Here, the parties agree that on April 26, 2024, Amron assigned ownership rights in the 715 Patent, whose alleged infringement is the subject of the claims in this case, to eChanging. See Dkts. 43,48. A change in parties to reflect the reassignment of patent ownership is within the scope of the circumstances in which Rule 25(c) permits substitution. Indeed, courts in this District have identified such a reassignment as the quintessential example of a circumstance in i which Rule 25(c) substitution is warranted. See, e.g, Software Freedom Conservancy, 2010 WL 4860780, at *3 (“[A] successor in interest may be a person or entity who acquired the particular interest at stake in the litigation ... For example, assignees of a patent may be considered ‘successors in interest' in an infringement action.” (citation omitted)); Koehler v. Bank of Bermuda Ltd., No. M18-302, 2002 WL 1766444, at *3 (S.D.N.Y. July 31, 2002) (same); see also, e.g., AAI Pharma Inc. v. Kremers Urb. Dev. Co., No. 2 Civ. 9628, 2010 WL 11570154, at *4 (S.D.N.Y. Feb. 16, 2010) (“As discussed, AAI no longer holds any current or future interest in the validity and enforceability of the Patents-in-Suit. Substitution of Litigation LLC would therefore simplify the action.”); ParkB. Smith, Inc. v. CHF Indus. Inc., 811 F.Supp.2d 766, 774 (S.D.N.Y. 2011) (“[S]ubstitution is the wiser answer to the problem of expediting trials and avoiding unnecessary delay and expense of requiring an action to be started anew where a substitution is desired though the subject matter of the actions remains identical.” (citation omitted)). So too here. When ownership of the 715 Patent transferred from Amron to eChanging, Rule 25(c) substitution of the patent infringement case that Amron had brought became appropriate. MLBAM's observation that eChanging seeks to amend a complaint that the prior patent holder filed is not decisive. Rule 15(a)(2) vests courts with wide discretion to grant leave to amend whenever “justice so requires.” Here, the Court exercised that discretion when it expressly permitted the amendment to be made, while on notice that the amendment would change the plaintiff from Amron to eChanging. See Dkt. 30.
In its AC, eChanging notes that the company is “partly owned” by Amron. Dkt. 41 ¶ 2.
Motion for sanctions
The Court also denies, without prejudice, MLBAM's motion for Rule 11 sanctions, Dkt. 51, and defers resolution of eChanging's counterclaim for sanctions, Dkt. 54 at 6. These respective bids are based on the assertion that the adversary's position on the j merits is unsustainable. It is thus premature for the Court to resolve such contentions.

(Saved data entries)
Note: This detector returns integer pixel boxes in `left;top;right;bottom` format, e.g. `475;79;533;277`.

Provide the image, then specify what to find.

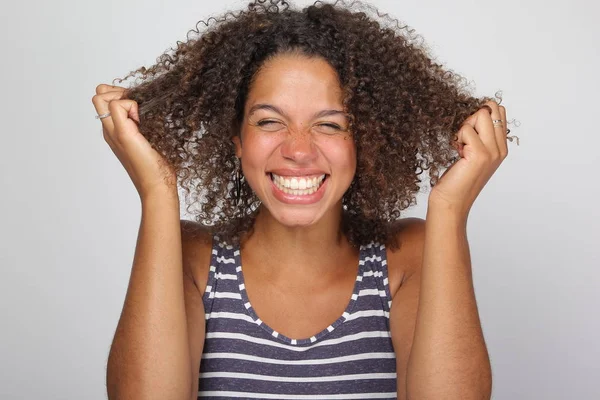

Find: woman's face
234;55;356;226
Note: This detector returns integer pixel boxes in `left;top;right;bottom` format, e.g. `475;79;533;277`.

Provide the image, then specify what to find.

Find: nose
281;130;317;164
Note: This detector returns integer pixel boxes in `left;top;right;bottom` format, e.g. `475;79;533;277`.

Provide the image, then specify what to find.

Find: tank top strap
202;236;239;319
360;242;392;318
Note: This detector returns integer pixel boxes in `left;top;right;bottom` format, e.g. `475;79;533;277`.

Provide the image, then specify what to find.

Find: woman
93;0;508;399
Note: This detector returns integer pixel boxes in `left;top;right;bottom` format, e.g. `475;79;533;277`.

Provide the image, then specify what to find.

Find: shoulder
386;218;425;298
180;219;212;295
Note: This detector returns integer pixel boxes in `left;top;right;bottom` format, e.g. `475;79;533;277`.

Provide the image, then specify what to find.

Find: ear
231;135;242;158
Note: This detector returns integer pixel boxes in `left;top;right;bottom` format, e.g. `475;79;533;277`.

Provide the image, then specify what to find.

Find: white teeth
271;173;325;196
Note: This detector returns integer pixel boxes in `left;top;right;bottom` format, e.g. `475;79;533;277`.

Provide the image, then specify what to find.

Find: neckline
233;245;367;346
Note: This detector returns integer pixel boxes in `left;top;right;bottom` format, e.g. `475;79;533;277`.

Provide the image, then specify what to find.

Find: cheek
326;139;356;176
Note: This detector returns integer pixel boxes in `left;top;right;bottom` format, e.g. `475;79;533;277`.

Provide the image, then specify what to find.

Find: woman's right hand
92;84;177;200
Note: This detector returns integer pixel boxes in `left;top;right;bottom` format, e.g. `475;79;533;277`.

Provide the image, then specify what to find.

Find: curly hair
119;0;491;246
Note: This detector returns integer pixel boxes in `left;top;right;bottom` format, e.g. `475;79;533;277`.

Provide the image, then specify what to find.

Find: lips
268;173;329;204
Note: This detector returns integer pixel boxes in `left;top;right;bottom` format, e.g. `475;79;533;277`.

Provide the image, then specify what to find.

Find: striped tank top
198;237;396;399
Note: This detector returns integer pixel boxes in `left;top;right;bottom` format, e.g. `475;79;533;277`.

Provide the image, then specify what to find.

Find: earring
233;157;244;205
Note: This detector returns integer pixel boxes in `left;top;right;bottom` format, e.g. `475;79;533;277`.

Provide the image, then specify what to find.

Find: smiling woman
93;0;508;399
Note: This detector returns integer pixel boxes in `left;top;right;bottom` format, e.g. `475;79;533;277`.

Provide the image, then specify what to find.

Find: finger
108;99;138;142
486;100;506;155
498;106;508;159
96;83;125;94
92;91;123;132
465;101;500;156
457;124;487;158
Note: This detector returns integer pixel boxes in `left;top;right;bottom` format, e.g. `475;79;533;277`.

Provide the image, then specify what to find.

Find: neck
242;202;358;281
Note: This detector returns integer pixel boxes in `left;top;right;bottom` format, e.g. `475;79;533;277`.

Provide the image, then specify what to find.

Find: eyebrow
248;103;349;119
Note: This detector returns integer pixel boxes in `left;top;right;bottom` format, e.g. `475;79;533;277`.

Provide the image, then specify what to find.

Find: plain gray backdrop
0;0;600;400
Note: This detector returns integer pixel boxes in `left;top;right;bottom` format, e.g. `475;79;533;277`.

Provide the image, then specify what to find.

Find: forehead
246;54;342;109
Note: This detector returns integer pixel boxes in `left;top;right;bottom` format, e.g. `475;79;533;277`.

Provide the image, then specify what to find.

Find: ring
96;112;110;119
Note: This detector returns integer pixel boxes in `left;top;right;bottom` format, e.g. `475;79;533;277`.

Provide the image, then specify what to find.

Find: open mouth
269;172;329;196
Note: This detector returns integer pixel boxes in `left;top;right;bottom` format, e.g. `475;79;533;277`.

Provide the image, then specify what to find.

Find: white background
0;0;600;400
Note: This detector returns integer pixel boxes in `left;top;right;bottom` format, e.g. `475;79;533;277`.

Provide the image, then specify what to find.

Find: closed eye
319;124;342;129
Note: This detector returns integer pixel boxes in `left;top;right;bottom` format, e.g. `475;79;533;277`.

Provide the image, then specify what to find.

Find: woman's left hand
429;101;508;218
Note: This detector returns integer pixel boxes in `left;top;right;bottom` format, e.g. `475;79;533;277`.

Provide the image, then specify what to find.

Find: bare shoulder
180;219;212;296
386;218;425;298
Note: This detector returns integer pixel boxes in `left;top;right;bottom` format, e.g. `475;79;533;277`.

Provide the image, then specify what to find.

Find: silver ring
96;112;110;119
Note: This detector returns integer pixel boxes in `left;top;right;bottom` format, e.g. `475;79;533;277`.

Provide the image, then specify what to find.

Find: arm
390;101;508;400
406;206;492;400
107;194;195;400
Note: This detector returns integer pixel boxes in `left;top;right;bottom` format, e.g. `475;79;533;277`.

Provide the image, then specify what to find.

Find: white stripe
200;372;396;383
206;310;389;324
211;292;242;300
358;289;386;297
202;350;396;365
217;256;235;264
198;390;397;400
206;331;391;352
207;312;255;323
215;272;237;281
346;310;389;321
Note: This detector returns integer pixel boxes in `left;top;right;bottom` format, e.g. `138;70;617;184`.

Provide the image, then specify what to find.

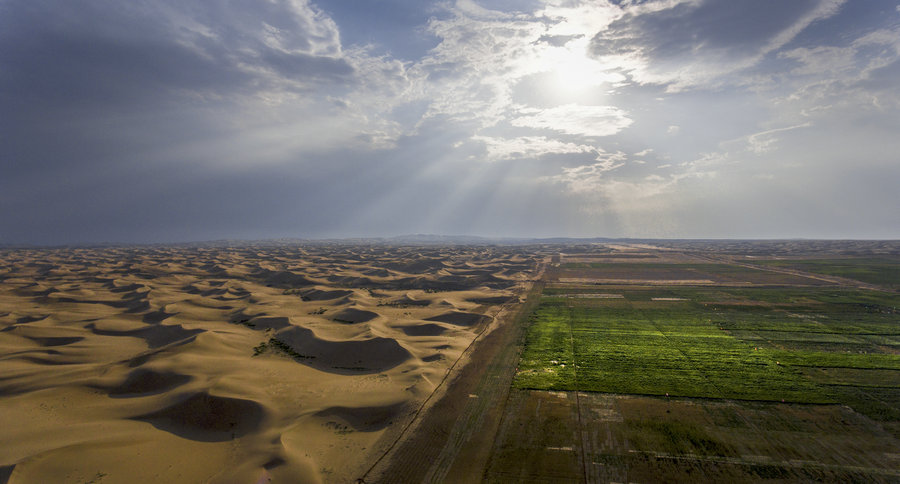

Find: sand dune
0;245;534;483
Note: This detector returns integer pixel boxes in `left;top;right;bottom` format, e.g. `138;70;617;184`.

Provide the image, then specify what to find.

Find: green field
485;251;900;483
515;286;900;420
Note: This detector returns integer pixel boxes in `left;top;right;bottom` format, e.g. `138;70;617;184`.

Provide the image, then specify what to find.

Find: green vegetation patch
515;287;900;408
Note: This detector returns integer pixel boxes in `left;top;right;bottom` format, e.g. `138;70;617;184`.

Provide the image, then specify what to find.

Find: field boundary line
356;261;546;484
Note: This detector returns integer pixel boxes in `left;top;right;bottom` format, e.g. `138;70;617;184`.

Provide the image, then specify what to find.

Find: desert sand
0;244;535;483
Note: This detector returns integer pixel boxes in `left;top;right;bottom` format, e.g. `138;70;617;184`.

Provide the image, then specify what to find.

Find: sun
543;40;608;94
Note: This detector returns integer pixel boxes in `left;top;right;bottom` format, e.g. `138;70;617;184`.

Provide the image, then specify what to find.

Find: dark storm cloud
590;0;843;83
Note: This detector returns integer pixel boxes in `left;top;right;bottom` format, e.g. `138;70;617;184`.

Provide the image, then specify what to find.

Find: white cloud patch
747;123;812;154
591;0;846;92
511;104;633;137
472;136;599;160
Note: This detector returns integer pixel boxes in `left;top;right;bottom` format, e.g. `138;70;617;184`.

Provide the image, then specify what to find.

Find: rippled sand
0;245;535;483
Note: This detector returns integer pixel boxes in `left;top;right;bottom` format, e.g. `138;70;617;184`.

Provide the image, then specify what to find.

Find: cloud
747;123;812;154
591;0;845;92
511;104;633;137
472;136;598;160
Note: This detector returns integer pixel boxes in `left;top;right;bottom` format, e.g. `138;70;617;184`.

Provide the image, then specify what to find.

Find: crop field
486;251;900;482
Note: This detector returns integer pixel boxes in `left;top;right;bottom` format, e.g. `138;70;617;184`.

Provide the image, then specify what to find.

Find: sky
0;0;900;244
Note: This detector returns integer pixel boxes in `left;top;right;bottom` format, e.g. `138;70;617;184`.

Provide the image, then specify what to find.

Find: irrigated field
486;252;900;482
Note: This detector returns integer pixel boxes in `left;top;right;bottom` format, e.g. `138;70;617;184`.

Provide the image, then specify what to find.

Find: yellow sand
0;246;533;483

*Prompt 1*: In the ruling, edit the passage from "In its AC, eChanging" to "resolve such contentions." so that "counterclaim" is replaced by "cross-motion".
*Prompt 2*: Condense the paragraph of the ruling that begins "The Court also denies" into a short list that keeps its main facts.

*Answer section 1*:
In its AC, eChanging notes that the company is “partly owned” by Amron. Dkt. 41 ¶ 2.
Motion for sanctions
The Court also denies, without prejudice, MLBAM's motion for Rule 11 sanctions, Dkt. 51, and defers resolution of eChanging's cross-motion for sanctions, Dkt. 54 at 6. These respective bids are based on the assertion that the adversary's position on the j merits is unsustainable. It is thus premature for the Court to resolve such contentions.

*Answer section 2*:
- MLBAM's motion for Rule 11 sanctions (Dkt. 51) is denied without prejudice.
- Resolution of eChanging's counterclaim for sanctions (Dkt. 54 at 6) is deferred.
- Both bids rest on the assertion that the adversary's position on the merits is unsustainable, so resolving them now is premature.